● **TEKS SUMBER**
>>>>>

Ancaman pidana pengiriman informasi elektronik berisi ancaman kekerasan atau menakut-nakuti dari pidana penjara paling lama 12 (dua belas) tahun menjadi paling lama 4 (empat) tahun dan/atau denda dari paling banyak Rp 2 miliar menjadi paling banyak Rp 750 juta.
2.Dokumen elektronik sebagai alat bukti hukum pada pasal 5 ayat (1) dan (2).
UU yang lama:
(1) Informasi Elektronik dan/atau Dokumen Elektronik dan/atau hasil cetaknya merupakan alat bukti hukum yang sah.
(2) Informasi Elektronik Dan/atau Dokumen Elektronik dan/atau hasil cetaknya sebagaimana dimaksud pada ayat (1) merupakan perluasan dari alat bukti yang sah sesuai dengan Hukum Acara yang berlaku di Indonesia.
UU yang baru:
Pasal 5 ayat (1):
Bahwa keberadaan Informasi Elektronik dan/atau Dokumen Elektronik mengikat dan diakui sebagai alat bukti yang sah untuk memberikan kepastian hukum terhadap Penyelenggaraan Sistem Elektronik dan Transaksi Elektronik, terutama dalam pembuktian hukum yang dilakukan melalui Sistem Elektronik.
Pasal 5 ayat (2):
Khusus untuk informasi Elektronik dan/atau Dokumen Elektronik berupa hasil intersepsi atau penyadapan atau perekaman yang merupakan bagian dari penyadapan harus dilakukan dalam rangka penegakkan hukum atas permintaan kepolisian, kejaksaan, dan/atau institusi lainnya yang kewenangannnya ditetapkan berdasarkan undang-undang.
3.Penambahan kewenangan Pemerintah dalam memberikan perlindungan kepada masyarakat terkait penyalahgunaan informasi dan transaksi elektronik.
Penambahan ayat baru pada Pasal 40 ayat (2)
UU yang lama:
Pemerintah melindungi kepentingan umum segala jenis gangguan sebagai akibat penyalahgunaan informasi Elektronik dan Transaksi Elektronik yang mengganggu ketertiban umum, sesuai dengan ketentuan Perautan Perundang-undangan.

<<<<<

● **DAFTAR ENTRI**
>>>>>

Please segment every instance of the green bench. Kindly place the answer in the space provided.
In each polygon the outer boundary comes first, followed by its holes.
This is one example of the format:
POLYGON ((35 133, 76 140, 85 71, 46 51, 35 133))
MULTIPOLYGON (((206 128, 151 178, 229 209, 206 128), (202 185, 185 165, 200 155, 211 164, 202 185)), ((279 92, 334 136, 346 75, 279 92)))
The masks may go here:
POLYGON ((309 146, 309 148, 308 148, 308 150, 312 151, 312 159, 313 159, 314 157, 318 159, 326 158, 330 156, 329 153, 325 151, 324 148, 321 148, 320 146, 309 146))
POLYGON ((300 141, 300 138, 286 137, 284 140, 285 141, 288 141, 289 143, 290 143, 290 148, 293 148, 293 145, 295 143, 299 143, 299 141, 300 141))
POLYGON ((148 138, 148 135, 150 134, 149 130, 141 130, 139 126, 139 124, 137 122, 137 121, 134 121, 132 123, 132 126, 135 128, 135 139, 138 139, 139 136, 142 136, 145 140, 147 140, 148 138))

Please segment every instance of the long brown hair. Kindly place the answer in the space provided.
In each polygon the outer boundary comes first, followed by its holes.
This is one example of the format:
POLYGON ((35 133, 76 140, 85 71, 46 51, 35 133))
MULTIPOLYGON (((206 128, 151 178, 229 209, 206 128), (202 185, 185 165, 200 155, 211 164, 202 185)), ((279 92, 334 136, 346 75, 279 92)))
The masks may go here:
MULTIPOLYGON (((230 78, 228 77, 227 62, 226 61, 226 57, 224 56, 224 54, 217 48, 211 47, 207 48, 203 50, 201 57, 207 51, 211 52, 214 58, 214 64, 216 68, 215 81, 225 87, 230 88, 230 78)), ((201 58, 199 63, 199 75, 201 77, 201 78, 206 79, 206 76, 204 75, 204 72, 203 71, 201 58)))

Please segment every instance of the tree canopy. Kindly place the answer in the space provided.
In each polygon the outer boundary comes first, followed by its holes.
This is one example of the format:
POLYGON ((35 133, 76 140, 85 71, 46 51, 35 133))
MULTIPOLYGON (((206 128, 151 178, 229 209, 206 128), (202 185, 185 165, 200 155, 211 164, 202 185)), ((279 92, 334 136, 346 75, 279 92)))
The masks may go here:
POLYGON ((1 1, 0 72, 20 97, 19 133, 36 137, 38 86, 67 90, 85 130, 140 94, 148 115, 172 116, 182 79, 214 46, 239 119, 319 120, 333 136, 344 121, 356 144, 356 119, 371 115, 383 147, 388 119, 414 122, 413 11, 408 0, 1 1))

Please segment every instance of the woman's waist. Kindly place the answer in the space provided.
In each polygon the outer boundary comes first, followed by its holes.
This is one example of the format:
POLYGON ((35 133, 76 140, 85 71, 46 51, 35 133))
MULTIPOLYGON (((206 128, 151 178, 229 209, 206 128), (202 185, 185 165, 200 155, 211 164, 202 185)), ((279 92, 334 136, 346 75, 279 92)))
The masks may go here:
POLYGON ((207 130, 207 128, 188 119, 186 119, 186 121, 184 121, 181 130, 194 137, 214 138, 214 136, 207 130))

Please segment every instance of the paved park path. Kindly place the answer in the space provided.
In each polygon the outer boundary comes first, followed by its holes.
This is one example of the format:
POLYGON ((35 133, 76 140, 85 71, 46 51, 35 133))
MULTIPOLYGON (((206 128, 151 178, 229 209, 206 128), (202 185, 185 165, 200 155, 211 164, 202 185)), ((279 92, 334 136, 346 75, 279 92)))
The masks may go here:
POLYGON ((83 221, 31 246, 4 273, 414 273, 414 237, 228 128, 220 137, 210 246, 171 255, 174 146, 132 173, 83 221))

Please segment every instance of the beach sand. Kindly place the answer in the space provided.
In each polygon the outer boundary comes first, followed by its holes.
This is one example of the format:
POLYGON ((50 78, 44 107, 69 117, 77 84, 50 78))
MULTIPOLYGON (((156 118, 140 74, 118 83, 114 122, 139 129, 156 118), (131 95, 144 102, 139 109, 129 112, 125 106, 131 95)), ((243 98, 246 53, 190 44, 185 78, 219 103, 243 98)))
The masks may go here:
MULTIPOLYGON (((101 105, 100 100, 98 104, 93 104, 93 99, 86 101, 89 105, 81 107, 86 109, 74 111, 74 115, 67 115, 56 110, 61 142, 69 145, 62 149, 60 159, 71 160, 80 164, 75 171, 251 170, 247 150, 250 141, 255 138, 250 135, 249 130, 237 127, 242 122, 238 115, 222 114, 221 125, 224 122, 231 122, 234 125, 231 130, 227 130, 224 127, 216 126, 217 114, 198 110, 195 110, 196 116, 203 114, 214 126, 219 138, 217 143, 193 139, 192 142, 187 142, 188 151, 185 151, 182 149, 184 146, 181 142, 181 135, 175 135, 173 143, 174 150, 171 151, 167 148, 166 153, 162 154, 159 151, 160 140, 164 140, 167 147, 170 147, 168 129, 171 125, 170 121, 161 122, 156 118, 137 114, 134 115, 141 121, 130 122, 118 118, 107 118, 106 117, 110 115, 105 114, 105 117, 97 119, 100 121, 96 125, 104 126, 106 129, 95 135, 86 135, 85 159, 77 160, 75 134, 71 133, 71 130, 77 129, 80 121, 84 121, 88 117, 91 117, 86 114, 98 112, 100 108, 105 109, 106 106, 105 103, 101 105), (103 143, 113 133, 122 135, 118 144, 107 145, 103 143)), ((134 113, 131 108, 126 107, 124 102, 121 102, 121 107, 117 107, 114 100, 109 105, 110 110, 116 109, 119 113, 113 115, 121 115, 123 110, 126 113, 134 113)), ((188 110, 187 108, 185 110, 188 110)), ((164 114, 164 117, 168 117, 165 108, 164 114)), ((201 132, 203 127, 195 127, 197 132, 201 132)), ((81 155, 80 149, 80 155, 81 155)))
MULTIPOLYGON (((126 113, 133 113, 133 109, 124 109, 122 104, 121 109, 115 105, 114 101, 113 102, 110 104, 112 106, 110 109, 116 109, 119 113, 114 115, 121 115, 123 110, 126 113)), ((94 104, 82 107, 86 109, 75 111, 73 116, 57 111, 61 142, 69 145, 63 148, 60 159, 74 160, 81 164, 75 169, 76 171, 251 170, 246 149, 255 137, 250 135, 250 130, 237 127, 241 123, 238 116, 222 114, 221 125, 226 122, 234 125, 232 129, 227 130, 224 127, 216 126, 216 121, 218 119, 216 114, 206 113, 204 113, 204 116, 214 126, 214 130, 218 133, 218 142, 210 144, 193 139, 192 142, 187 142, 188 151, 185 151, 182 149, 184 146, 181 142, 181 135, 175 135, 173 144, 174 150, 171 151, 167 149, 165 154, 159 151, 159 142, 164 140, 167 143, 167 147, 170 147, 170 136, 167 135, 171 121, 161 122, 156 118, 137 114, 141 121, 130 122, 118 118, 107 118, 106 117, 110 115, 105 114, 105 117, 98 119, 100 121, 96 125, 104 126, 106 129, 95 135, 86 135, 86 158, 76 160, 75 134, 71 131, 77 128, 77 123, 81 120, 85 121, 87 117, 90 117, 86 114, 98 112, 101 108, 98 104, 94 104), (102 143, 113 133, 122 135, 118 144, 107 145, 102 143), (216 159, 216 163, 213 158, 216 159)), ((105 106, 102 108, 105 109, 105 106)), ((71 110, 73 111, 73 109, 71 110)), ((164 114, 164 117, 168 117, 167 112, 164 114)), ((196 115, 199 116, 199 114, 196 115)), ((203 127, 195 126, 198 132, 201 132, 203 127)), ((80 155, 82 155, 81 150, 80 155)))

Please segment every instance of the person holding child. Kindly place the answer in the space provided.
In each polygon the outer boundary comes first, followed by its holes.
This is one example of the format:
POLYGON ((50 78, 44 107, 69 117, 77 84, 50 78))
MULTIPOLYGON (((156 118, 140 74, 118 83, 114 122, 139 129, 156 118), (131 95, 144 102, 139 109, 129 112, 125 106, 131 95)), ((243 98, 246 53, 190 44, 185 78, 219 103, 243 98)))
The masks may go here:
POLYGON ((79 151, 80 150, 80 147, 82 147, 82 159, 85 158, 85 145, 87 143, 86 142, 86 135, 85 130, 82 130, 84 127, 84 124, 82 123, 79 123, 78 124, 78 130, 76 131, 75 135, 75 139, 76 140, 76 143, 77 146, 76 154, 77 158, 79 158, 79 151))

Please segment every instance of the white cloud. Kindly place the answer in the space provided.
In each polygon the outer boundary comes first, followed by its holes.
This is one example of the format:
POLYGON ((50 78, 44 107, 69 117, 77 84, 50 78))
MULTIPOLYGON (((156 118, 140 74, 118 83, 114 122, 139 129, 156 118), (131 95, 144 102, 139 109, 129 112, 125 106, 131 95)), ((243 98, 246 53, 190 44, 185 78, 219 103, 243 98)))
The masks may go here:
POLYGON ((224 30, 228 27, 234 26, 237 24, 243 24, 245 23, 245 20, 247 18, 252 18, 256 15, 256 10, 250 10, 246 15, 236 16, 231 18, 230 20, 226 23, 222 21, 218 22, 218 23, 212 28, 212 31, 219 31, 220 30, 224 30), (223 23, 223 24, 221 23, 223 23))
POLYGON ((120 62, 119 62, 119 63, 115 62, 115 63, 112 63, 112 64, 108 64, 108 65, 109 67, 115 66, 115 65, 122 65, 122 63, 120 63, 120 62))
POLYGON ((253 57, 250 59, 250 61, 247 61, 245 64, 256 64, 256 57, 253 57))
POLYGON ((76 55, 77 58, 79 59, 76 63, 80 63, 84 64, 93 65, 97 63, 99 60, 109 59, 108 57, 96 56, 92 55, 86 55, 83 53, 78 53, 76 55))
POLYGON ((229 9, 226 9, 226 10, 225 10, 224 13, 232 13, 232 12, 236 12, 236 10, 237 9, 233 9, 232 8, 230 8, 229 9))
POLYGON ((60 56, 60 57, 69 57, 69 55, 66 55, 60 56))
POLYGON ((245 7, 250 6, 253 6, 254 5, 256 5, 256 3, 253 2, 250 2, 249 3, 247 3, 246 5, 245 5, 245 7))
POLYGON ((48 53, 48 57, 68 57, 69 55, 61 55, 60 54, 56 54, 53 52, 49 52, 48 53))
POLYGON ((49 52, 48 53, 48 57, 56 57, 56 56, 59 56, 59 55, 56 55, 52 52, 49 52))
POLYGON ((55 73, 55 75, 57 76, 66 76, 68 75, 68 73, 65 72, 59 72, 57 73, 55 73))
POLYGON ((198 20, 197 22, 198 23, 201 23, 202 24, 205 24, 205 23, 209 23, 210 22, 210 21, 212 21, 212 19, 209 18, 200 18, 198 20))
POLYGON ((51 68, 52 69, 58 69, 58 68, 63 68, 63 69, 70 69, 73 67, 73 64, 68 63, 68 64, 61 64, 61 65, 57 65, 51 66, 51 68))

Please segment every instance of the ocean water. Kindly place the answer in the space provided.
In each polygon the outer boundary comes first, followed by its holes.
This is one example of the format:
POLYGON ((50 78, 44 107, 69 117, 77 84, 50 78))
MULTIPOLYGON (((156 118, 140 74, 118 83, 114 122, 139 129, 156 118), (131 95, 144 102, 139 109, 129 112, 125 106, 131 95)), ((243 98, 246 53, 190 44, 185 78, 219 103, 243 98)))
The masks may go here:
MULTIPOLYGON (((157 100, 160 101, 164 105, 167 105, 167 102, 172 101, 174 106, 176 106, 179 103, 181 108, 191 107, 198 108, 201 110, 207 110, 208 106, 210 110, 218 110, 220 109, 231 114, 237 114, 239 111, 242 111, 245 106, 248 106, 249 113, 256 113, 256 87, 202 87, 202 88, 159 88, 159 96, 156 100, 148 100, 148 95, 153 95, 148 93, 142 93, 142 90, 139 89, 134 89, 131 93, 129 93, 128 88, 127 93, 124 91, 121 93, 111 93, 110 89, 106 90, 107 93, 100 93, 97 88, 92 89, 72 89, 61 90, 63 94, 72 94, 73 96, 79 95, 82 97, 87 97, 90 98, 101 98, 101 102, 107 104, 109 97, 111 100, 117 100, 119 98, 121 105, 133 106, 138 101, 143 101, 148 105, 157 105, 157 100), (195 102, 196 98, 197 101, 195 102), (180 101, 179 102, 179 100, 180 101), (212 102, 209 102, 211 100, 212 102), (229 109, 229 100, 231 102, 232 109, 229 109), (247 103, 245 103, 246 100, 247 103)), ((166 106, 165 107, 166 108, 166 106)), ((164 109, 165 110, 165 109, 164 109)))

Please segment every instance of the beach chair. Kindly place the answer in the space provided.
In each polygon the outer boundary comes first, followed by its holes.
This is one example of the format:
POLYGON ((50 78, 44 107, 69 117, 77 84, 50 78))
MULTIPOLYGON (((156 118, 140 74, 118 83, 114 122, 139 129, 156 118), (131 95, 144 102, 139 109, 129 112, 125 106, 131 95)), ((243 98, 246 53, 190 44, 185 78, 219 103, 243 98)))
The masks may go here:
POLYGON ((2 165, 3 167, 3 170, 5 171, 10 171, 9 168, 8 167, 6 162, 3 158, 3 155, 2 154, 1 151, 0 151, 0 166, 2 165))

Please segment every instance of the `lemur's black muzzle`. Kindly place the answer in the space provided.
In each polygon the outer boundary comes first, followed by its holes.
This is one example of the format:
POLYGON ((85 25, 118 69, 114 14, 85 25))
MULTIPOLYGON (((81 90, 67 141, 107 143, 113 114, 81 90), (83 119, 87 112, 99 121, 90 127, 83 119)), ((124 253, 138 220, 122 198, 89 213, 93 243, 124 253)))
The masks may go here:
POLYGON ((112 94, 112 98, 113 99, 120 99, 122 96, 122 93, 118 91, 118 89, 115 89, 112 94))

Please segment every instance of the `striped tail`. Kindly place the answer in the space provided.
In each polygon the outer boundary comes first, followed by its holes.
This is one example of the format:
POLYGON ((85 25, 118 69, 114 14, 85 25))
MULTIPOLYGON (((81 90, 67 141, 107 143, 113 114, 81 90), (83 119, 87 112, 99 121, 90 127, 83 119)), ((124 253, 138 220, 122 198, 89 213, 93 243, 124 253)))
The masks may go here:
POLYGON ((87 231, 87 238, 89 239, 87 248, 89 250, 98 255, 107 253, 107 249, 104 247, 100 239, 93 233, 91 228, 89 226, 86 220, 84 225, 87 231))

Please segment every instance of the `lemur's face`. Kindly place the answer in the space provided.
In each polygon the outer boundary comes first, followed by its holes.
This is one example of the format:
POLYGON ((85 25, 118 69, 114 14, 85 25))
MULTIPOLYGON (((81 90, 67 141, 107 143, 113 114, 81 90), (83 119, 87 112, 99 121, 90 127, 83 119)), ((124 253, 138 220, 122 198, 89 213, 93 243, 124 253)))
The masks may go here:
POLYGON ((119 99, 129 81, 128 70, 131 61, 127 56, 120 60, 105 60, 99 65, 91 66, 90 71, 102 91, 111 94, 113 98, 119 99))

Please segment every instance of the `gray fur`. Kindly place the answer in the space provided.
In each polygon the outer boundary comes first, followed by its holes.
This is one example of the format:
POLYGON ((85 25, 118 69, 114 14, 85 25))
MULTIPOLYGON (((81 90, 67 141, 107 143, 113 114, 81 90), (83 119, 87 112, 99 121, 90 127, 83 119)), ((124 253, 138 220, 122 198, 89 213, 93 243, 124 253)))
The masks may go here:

<<<<<

● **TUJUAN TUGAS**
a - Tuliskan ulang bagian teks sumber mulai dari "Ancaman pidana pengiriman" dan terus sampai "(1) dan (2).".
b - Sebutkan semua besaran ancaman pidana, baik lama penjara maupun jumlah denda, yang tercantum dalam kalimat pertama teks sumber.
Entri tersebut tidak diperlukan untuk mengerjakan tugas.

● **PEMBAHASAN JAWABAN**
a -
Ancaman pidana pengiriman informasi elektronik berisi ancaman kekerasan atau menakut-nakuti dari pidana penjara paling lama 12 (dua belas) tahun menjadi paling lama 4 (empat) tahun dan/atau denda dari paling banyak Rp 2 miliar menjadi paling banyak Rp 750 juta.
2.Dokumen elektronik sebagai alat bukti hukum pada pasal 5 ayat (1) dan (2).

b -
- Pidana penjara paling lama 12 (dua belas) tahun
- Pidana penjara paling lama 4 (empat) tahun
- Denda paling banyak Rp 2 miliar
- Denda paling banyak Rp 750 juta